**STATED GOAL A**
Tally the lines in the records that contain the string "cloth", treating uppercase and lowercase as different, and give only that number.
[START GIVEN TEXT]
ON - Wolfspeed: Buy At The Pullback Despite Increasing Competition

Summary

  • EV market growth creates a strong opportunity for silicon carbide and leads to tighter competition in the market.
  • Despite pressing rivalry, I believe Wolfspeed’s market is well-protected by manufacturing complexities and its dominant position in the supply chain.
  • Wolfspeed has shown a very strong performance recently. Additionally, it accelerated investments to meet the rising demand.
  • When the Nasdaq declines further, I am buying the stock.

Today I would like to focus on Wolfspeed, Inc. ( WOLF ), an innovative supplier in the auto production chain that greatly benefits from the booming electric vehicle ("EV") market. It develops silicon carbide power semiconductors that help car makers save on costs, increase driving range, and introduce fast charging. Wolfspeed’s leadership is generously rewarded by the market.

Its price/sales multiple is 18x! Such a valuation attracts a lot of competitors who are eager to nip off Wolfspeed’s fame. Emerging competition makes some of Seeking Alpha's contributors concerned about the future of Wolfspeed’s share price development. In contrast to other authors, I believe that high entry barriers and Wolfspeed’s leading position in silicon carbide production will allow it to retain its market share. I would buy the stock at the next leg of the bear market.

High voltage rock 'n' roll

Before we make a deep dive into the stock fundamentals, let us ordinary non-physicists step onto this chaotic “highway to hell” and understand AC/DC differences. Not the band, the current flows. Highlighting the distinction between the two would help us understand the eagerness of auto producers to use silicon carbide.

AC stands for alternating current and presents the voltage that changes its direction and magnitude periodically. What is important for us to know is that AC flow can be converted to other voltages. DC is direct or constant current that is characterized by a current one-direction flow.

AC has a huge advantage in comparison to DC - its ability to be easily converted to higher or lower voltages. Additionally, DC cannot flow over long distances as efficiently as AC does. What do these differences have to do with EVs?

Electric vehicles’ batteries work on DC voltages, but the energy from the batteries must power and supply the AC motors. The engines use the current that sets up a constantly changing magnetic field, the one that is constantly changing in a rotational sense. Remember, we said earlier that AC changed its direction periodically. This is exactly what is needed for the motor.

In order to switch DC voltages to required magnitude, a DC-AC inverter is used.

Source: Silicon Mobility

The inverter does its “switching job” thanks to electronic semiconductor devices, such as transistors. Today, they are primarily made from silicon, a widespread element located almost everywhere on the Earth which explains both its popularity and inexpensive price. However, an increasing number of EV players have been switching to silicon carbide transistors due to higher efficiency.

Silicon carbide was first applied by Tesla ( TSLA ) in the inverters for Model 3 in 2017 . Musk realized that the new technology could manage a larger battery more efficiently in comparison to the silicon alternative. The implementation of silicon carbide boosted the Model S’s range from 335 miles to 370 miles. About half of the advancements, five percent, can be attributed to the new material while the rest was a result of improved software and other measures.
[END GIVEN TEXT]
[START SUPPLIED ENTRIES]
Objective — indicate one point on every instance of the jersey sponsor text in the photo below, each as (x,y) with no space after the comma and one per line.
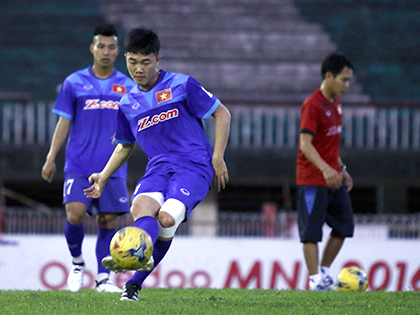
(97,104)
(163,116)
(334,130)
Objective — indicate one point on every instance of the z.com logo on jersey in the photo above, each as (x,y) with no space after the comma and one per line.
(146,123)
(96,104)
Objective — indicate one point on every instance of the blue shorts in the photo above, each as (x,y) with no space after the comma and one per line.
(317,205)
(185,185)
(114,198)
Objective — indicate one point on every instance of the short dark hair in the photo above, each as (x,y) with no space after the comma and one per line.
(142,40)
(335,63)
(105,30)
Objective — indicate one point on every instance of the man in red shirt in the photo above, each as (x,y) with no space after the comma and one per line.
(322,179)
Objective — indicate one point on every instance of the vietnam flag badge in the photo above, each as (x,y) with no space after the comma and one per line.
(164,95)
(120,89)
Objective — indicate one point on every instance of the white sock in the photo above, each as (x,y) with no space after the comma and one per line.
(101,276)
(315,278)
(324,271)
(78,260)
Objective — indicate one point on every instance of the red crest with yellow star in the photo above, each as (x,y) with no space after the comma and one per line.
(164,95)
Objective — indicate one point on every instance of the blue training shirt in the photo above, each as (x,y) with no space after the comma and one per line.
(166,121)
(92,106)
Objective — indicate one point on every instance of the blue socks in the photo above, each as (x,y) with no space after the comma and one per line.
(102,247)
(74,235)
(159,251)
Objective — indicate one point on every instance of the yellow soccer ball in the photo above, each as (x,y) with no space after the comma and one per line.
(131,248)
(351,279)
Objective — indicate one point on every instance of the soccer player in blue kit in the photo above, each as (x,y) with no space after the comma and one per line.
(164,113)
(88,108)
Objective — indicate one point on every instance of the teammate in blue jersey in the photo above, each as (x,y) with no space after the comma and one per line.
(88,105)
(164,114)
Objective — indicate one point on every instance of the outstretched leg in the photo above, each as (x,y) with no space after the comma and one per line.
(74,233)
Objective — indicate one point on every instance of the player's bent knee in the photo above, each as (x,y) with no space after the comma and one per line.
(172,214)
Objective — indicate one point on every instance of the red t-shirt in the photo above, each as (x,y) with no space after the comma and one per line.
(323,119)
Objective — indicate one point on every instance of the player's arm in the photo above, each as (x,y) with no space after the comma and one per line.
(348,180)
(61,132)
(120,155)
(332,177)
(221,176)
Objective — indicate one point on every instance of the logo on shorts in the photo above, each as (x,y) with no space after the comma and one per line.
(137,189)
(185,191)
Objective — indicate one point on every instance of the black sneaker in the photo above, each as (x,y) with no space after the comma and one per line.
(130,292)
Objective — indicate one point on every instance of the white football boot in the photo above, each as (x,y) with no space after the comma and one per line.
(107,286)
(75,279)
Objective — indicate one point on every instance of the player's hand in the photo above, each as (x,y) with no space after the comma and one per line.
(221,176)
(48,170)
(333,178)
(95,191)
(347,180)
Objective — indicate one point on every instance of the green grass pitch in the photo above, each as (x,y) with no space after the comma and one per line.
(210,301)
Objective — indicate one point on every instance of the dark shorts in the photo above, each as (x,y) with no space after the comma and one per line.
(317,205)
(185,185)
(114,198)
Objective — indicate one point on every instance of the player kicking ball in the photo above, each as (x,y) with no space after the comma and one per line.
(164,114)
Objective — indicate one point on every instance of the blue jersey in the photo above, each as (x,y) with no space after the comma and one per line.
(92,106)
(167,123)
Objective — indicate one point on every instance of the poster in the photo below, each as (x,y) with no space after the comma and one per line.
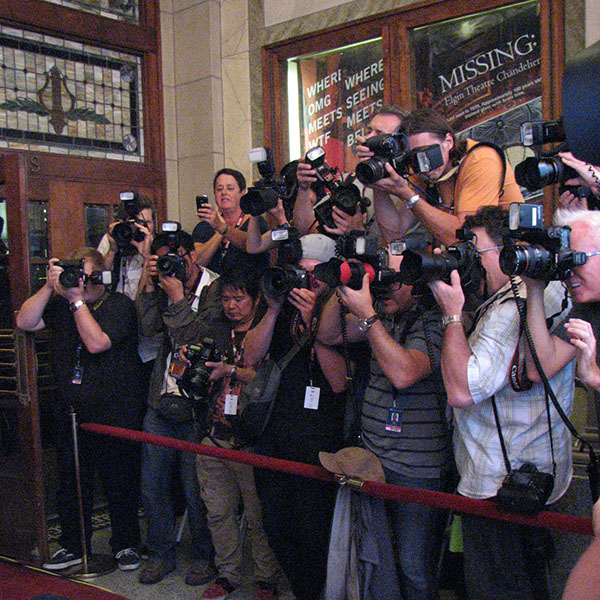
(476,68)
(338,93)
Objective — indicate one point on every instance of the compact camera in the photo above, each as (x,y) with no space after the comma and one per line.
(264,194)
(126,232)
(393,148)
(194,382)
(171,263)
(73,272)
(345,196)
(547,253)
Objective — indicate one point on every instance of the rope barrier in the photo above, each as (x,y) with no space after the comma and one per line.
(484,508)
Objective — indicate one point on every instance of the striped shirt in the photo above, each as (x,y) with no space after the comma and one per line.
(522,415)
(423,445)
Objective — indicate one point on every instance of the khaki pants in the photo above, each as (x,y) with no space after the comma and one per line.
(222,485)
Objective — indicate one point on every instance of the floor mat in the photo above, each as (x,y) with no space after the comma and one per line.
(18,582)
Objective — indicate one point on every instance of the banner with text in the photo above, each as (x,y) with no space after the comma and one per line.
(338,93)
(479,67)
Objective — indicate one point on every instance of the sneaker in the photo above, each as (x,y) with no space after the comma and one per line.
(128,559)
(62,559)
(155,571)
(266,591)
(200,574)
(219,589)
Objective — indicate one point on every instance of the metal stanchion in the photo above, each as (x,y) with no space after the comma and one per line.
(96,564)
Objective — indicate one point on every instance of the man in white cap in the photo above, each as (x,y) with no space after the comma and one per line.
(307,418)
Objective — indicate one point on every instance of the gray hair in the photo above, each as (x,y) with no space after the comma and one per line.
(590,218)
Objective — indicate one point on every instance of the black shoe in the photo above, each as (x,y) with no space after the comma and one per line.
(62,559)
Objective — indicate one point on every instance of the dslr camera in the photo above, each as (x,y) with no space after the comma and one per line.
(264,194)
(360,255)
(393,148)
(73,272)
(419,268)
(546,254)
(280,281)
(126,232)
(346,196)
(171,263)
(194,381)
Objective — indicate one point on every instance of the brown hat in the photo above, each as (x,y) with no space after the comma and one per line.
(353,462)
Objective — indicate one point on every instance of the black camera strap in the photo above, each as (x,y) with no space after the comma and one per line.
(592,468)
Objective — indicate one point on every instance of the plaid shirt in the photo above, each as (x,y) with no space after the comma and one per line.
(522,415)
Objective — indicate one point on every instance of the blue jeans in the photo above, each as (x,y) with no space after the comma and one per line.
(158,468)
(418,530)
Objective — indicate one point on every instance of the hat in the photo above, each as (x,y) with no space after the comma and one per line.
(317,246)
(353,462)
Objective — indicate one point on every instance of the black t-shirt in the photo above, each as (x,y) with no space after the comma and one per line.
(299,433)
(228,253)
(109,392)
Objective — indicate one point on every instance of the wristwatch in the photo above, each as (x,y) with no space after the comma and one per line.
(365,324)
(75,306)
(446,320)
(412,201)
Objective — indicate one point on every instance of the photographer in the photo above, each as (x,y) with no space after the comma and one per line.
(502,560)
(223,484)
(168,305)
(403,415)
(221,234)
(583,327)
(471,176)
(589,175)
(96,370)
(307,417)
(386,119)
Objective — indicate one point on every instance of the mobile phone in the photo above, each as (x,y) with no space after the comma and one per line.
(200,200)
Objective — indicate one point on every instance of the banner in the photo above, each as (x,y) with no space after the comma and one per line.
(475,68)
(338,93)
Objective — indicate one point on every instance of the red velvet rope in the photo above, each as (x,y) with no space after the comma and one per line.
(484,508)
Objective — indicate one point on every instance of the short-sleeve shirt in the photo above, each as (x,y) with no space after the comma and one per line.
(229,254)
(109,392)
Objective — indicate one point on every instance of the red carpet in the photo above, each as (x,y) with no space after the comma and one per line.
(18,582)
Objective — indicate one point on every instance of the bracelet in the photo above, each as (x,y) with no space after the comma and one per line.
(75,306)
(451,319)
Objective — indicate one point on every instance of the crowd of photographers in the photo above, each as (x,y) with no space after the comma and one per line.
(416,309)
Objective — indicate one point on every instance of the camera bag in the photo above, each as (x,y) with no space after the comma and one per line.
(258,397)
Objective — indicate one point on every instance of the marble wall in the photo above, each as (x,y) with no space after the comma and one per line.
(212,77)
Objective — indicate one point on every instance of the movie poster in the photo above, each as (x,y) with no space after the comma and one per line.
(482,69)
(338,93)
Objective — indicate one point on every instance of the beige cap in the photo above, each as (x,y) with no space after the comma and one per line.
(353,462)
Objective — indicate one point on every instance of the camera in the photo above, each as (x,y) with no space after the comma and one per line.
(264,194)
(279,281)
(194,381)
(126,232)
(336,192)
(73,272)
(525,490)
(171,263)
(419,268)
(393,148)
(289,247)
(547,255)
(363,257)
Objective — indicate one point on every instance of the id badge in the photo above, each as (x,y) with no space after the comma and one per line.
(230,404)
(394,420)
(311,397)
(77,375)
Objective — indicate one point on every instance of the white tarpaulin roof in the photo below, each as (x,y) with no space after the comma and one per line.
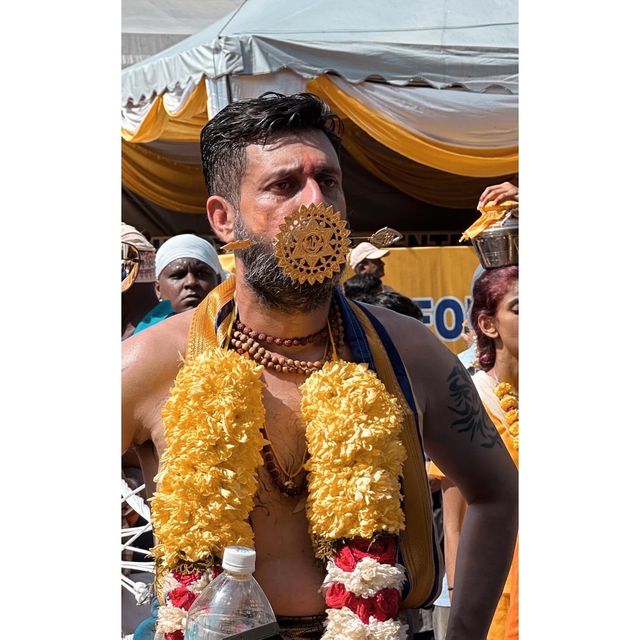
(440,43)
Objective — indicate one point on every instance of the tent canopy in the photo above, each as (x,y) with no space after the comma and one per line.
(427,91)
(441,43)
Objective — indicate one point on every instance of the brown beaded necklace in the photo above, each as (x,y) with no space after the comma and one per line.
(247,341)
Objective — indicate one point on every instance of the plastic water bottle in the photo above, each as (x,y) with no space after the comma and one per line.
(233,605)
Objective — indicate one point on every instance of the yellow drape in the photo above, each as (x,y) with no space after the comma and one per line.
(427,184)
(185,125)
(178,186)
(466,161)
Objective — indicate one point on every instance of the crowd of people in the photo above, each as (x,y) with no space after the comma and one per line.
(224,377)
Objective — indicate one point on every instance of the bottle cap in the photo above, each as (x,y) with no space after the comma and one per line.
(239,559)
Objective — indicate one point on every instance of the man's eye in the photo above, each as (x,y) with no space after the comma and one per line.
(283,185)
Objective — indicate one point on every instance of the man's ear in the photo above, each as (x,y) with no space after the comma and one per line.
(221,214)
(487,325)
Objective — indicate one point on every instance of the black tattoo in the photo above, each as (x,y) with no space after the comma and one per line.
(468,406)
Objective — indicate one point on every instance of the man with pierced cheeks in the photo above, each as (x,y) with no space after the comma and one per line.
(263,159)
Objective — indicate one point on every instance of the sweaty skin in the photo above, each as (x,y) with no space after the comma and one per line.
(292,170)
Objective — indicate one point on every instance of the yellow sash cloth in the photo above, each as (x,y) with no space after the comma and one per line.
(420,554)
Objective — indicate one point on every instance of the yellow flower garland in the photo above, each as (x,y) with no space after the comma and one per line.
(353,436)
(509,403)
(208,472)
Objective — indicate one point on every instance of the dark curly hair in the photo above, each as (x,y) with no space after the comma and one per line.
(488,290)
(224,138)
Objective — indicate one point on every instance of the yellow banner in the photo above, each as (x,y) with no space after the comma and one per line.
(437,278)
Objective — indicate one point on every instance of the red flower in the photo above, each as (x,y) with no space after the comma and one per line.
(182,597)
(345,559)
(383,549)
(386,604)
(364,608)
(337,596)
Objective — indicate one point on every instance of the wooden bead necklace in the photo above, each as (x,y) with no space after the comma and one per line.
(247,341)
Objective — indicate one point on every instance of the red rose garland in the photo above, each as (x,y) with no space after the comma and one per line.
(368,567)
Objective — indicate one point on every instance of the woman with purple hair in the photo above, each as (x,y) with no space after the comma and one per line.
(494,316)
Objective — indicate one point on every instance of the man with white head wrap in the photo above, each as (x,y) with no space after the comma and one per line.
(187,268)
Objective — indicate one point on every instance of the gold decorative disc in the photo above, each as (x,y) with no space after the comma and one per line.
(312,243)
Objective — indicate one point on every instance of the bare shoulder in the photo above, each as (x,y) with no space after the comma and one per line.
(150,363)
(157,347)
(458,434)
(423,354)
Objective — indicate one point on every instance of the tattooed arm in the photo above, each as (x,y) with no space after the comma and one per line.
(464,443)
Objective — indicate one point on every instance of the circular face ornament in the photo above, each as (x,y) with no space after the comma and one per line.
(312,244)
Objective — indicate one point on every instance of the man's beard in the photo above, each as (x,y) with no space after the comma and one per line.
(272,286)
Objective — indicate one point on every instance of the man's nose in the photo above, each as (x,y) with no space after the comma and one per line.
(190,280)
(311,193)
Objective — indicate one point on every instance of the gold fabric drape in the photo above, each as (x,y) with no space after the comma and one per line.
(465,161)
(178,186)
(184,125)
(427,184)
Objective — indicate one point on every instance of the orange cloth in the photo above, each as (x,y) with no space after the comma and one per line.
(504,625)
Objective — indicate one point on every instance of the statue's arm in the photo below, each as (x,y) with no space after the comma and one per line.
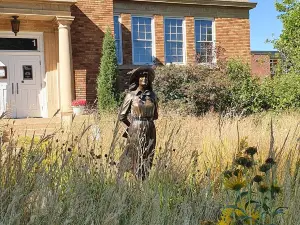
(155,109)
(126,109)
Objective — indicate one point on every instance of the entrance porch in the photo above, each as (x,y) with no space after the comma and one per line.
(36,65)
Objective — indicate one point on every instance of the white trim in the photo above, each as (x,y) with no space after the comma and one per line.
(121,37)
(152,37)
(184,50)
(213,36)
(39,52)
[END SUPPLIED ENTRIES]
**STATED GOAL B**
Pick up the piece on Wolfspeed and silicon carbide after its final sentence and carry it forward.

**EXERCISE OUTPUT A**
2

**EXERCISE OUTPUT B**
With the introduction of the Taycan, Porsche ( POAHY ) became the first carmaker to propose an 800V-based EV. The main advantage of this change was a drastic reduction in battery charging time, as more power could be transferred away faster. Higher voltage also enabled the use of smaller, lighter, and cheaper electric cables in the car.

Unfortunately, doubling the battery voltage increases energy losses at the inverter, making it inefficient and decreasing the battery range. This problem can be solved by silicon carbide, a material more suitable for managing high voltages and decreasing the amount of energy lost.

Source: 2019 Investor Presentation

To summarize, inverters produced from silicon carbide increase the driving range, allow a 50% quicker charging, and make the battery smaller and lighter. The change impressed EV business leaders and rapidly raised interest in the material. Considering that Wolfspeed has been specializing on the technology for many years, it leveraged much of its first-mover advantage.

Competition and market

As shared by ZF at Wolfspeed’s Investor Day , EV penetration has significantly accelerated over the last few years. 2030 EV share was estimated at 16% in the 2019 forecast, but last year the 2030 forecast increased to 40%. Such a high industrial development attracted a lot of investments in the EV supply chain, and significantly increased the competitive pressure on Wolfspeed.

Increasing competitive pressure

Wolfspeed is under siege by competition from two sides. On one hand, silicon technology is constantly improving and becoming more efficient. On the other hand, powerful players are emerging in the silicon carbide field.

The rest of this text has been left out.